- _Page_:
________________
February 21, 2018

Community Developments: Section 4 + HOME Sign-On Letters, Study on Neighborhood Diversity

A daily roundup of news impacting housing and communities. Not receiving the Community Developments daily email yet? Sign up here. 

  • As previously reported in Community Developments, the President’s FY 2019 budget request proposes eliminating HUD’s Section 4 Capacity Building and Affordable Housing program, which is the only federal program exclusively focused on increasing the effectiveness of local community development organizations. Enterprise is co-sponsoring a nationwide sign-on letter urging Congress to provide at least $40 million for the Section 4 program in fiscal year (FY) 2019. The letter notes that the program has been funded at $35 million since FY 2012, but the demand for affordable housing and small business investments in low-income communities continues to grow. A modest $5 million increase in Section 4 funds will help local nonprofit organizations address the growing needs of the communities they serve. Sign your organization onto the letter by February 27.
     
  • The HOME Coalition is also circulating a sign-on letter urging lawmakers to increase funding for the HOME Investment Partnerships Program (HOME) to $1.2 billion in the Fiscal Year (FY) 2018 Transportation, Housing, and Urban Development (THUD) Appropriations bill. Congress is currently negotiating the fiscal year (FY) 2018 Appropriations bills following the passage of the Bipartisan Budget Act of 2018, which raised the caps for discretionary spending, and lawmakers have an opportunity to address the urgent need for housing resources for low-income families and communities by adding more funds to proven programs. Earlier in this appropriations cycle, over 1,500 organizations signed on the HOME Coalition's letter supporting funding for the HOME Program in the FY 2018 Appropriations bill. Sign your organization onto the letter by COB (5PM ET) tomorrow.
     
  • An op-ed in Bloomberg View highlights recent research that American neighborhoods are becoming more diverse and Americans are increasingly open to living in diverse neighborhoods. A 2016 paper by the National University of Singapore finds that white flight has decreased and white Americans in recent decades have tended to move toward diversity rather than away from it. According to the paper, between 1990 and 2010, only one-fifth of multiracial neighborhoods became segregated, which is only half the rate of re-segregation that prevailed in earlier decades. The paper also notes that multiracial neighborhoods tend to be the most stable: once a neighborhood becomes multiracial, the paper found it had a 90 percent chance of remaining that way for at least 20 years. (Bloomberg View, February 20) 
     
  • Yesterday the Denver City Council voted 11-1 to adopt “Housing an Inclusive Denver,” a 5-year affordable housing strategy plan that expands on existing approaches and lays out potential new strategies to address affordable housing challenges. The plan, which was prepared in partnership with Enterprise Community Partners, proposes strategies to spend a new $150 million local housing fund that will be raised over the next decade through property taxes and development impact fees. The plan also notes that the city and its partners aim to create and preserve at least 3,000 affordable units by 2023. (The Denver Post, February 21)
________________
- _Records for this exercise_:
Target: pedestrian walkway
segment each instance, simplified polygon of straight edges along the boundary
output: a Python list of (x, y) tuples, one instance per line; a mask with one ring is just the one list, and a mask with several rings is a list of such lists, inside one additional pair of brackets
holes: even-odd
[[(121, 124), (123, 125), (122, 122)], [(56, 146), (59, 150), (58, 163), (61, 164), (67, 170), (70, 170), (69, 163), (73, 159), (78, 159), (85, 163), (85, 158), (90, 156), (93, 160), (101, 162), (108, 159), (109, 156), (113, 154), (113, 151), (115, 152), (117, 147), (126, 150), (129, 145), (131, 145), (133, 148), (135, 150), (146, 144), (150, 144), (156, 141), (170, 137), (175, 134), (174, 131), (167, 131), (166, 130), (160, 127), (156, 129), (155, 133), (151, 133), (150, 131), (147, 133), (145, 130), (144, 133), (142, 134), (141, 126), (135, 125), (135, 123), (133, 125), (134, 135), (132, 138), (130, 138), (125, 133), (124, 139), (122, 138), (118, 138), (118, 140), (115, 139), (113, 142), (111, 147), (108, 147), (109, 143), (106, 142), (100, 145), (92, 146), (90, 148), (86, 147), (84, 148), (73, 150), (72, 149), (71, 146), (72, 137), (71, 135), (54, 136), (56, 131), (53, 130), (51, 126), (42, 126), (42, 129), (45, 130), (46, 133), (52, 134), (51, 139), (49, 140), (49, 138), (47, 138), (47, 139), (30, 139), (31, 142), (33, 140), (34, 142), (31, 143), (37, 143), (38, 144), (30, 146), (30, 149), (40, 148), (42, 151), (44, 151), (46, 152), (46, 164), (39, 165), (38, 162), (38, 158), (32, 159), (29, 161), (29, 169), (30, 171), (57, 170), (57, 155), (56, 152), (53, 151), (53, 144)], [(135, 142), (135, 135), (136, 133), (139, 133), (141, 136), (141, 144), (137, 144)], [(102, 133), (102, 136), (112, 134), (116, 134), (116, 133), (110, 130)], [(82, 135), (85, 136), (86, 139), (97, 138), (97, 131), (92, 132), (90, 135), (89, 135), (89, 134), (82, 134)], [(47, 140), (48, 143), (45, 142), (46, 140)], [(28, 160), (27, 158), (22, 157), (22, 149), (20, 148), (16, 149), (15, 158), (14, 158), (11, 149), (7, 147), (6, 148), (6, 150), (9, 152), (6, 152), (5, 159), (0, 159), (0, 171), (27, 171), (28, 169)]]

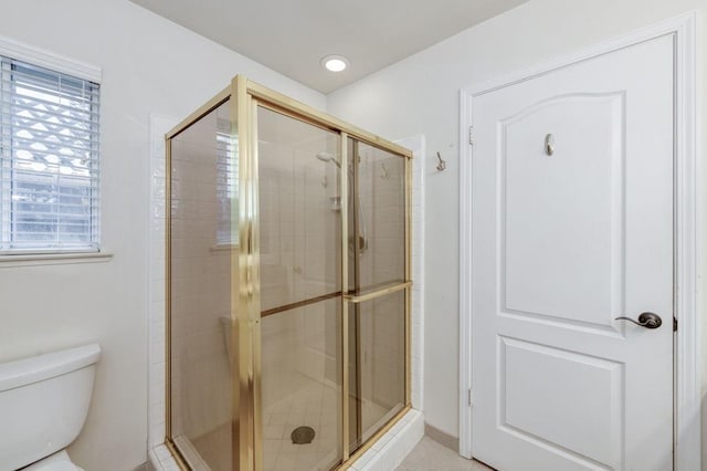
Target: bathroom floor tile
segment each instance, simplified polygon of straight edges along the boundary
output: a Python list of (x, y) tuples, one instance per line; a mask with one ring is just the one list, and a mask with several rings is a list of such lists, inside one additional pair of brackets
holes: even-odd
[(494, 471), (475, 460), (467, 460), (430, 437), (412, 449), (397, 471)]

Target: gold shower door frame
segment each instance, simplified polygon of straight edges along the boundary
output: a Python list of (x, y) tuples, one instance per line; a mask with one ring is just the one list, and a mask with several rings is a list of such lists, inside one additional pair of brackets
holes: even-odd
[[(349, 156), (347, 142), (354, 138), (370, 146), (404, 158), (404, 281), (387, 284), (365, 293), (349, 292), (348, 273), (348, 178), (341, 178), (341, 449), (342, 462), (336, 469), (347, 469), (411, 408), (411, 203), (412, 203), (412, 153), (392, 142), (383, 139), (334, 116), (319, 112), (281, 93), (236, 75), (231, 85), (193, 112), (165, 136), (167, 154), (166, 191), (166, 435), (165, 443), (183, 470), (190, 467), (172, 441), (171, 428), (171, 139), (199, 119), (231, 101), (231, 137), (239, 161), (239, 206), (232, 207), (232, 224), (238, 224), (240, 250), (231, 254), (231, 279), (239, 280), (239, 290), (231, 290), (231, 341), (238, 345), (238, 360), (232, 364), (232, 430), (236, 443), (233, 453), (233, 470), (261, 471), (263, 469), (263, 426), (261, 410), (261, 278), (260, 278), (260, 218), (257, 176), (257, 107), (270, 108), (317, 127), (339, 134), (341, 168), (347, 168)], [(235, 157), (235, 156), (233, 156)], [(358, 188), (354, 188), (358, 191)], [(356, 198), (356, 195), (351, 195)], [(232, 226), (232, 227), (233, 227)], [(355, 237), (357, 237), (356, 234)], [(370, 301), (398, 291), (405, 292), (404, 304), (404, 407), (383, 427), (376, 431), (356, 451), (350, 450), (349, 439), (349, 306)]]

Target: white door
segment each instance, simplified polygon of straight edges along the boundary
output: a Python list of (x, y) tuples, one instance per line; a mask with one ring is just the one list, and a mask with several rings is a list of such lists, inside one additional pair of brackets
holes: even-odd
[(473, 101), (472, 453), (498, 470), (673, 468), (673, 55)]

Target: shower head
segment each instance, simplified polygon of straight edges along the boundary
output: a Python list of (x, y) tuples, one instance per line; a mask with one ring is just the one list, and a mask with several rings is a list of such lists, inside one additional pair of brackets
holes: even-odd
[(339, 164), (339, 161), (336, 159), (336, 157), (329, 153), (318, 153), (317, 154), (317, 158), (321, 161), (331, 161), (334, 163), (337, 167), (341, 168), (341, 164)]

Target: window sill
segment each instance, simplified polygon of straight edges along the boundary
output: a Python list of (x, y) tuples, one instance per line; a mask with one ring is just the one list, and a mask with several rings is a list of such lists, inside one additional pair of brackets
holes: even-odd
[(217, 245), (211, 245), (211, 252), (226, 252), (226, 251), (230, 252), (233, 250), (239, 250), (239, 245), (231, 244), (231, 243), (221, 243)]
[(102, 263), (113, 259), (109, 252), (28, 253), (0, 255), (0, 269), (32, 265), (65, 265), (74, 263)]

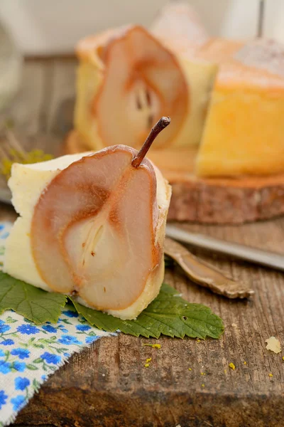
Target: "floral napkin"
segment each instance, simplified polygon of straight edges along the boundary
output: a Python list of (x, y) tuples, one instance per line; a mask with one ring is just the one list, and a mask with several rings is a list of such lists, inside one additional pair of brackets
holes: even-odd
[[(0, 265), (11, 223), (0, 223)], [(0, 426), (12, 423), (48, 377), (70, 356), (111, 334), (66, 305), (57, 324), (38, 325), (13, 311), (0, 315)]]

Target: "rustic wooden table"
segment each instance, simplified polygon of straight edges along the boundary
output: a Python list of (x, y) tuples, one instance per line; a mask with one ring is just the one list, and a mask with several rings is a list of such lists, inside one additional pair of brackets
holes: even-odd
[[(1, 118), (14, 120), (25, 144), (38, 144), (46, 151), (56, 145), (60, 152), (72, 127), (75, 76), (74, 59), (30, 59), (22, 90)], [(12, 208), (1, 205), (0, 220), (15, 218)], [(284, 218), (239, 226), (182, 227), (284, 253)], [(209, 305), (223, 318), (226, 330), (221, 339), (162, 337), (157, 349), (143, 347), (148, 342), (143, 338), (122, 334), (103, 338), (56, 372), (15, 426), (284, 426), (284, 362), (282, 354), (266, 350), (265, 342), (275, 335), (284, 344), (283, 274), (192, 251), (234, 278), (251, 281), (256, 291), (248, 301), (231, 301), (194, 285), (178, 268), (167, 271), (165, 281), (185, 298)], [(148, 357), (152, 362), (146, 369)], [(230, 362), (236, 370), (228, 367)]]

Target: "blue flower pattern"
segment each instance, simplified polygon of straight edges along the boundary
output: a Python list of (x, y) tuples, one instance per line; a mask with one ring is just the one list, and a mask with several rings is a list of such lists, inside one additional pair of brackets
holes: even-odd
________________
- _What you will do_:
**1.** In the housing news roundup, rewrite the paragraph beginning "Yesterday the Denver City Council voted" as a short bulleted list that keeps its main facts.
**2.** Convert the entry lines between the one holding "Target: bathroom floor tile" and the one holding "449), (397, 471)]", inclusive, into a Markdown table with columns n and Line, numbering each row and skipping blank lines.

- _Results by task_:
**1.**
- The Denver City Council voted 11-1 to adopt "Housing an Inclusive Denver," a 5-year affordable housing strategy plan.
- The plan expands on existing approaches and lays out potential new strategies for affordable housing challenges.
- It was prepared in partnership with Enterprise Community Partners.
- It proposes strategies to spend a new $150 million local housing fund, to be raised over the next decade through property taxes and development impact fees.
- The city and its partners aim to create and preserve at least 3,000 affordable units by 2023.

**2.**
| n | Line |
|---|---|
| 1 | Target: bathroom floor tile |
| 2 | segment each instance, simplified polygon of straight edges along the boundary |
| 3 | output: a Python list of (x, y) tuples, one instance per line; a mask with one ring is just the one list, and a mask with several rings is a list of such lists, inside one additional pair of brackets |
| 4 | holes: even-odd |
| 5 | [(494, 471), (475, 460), (467, 460), (430, 437), (412, 449), (397, 471)] |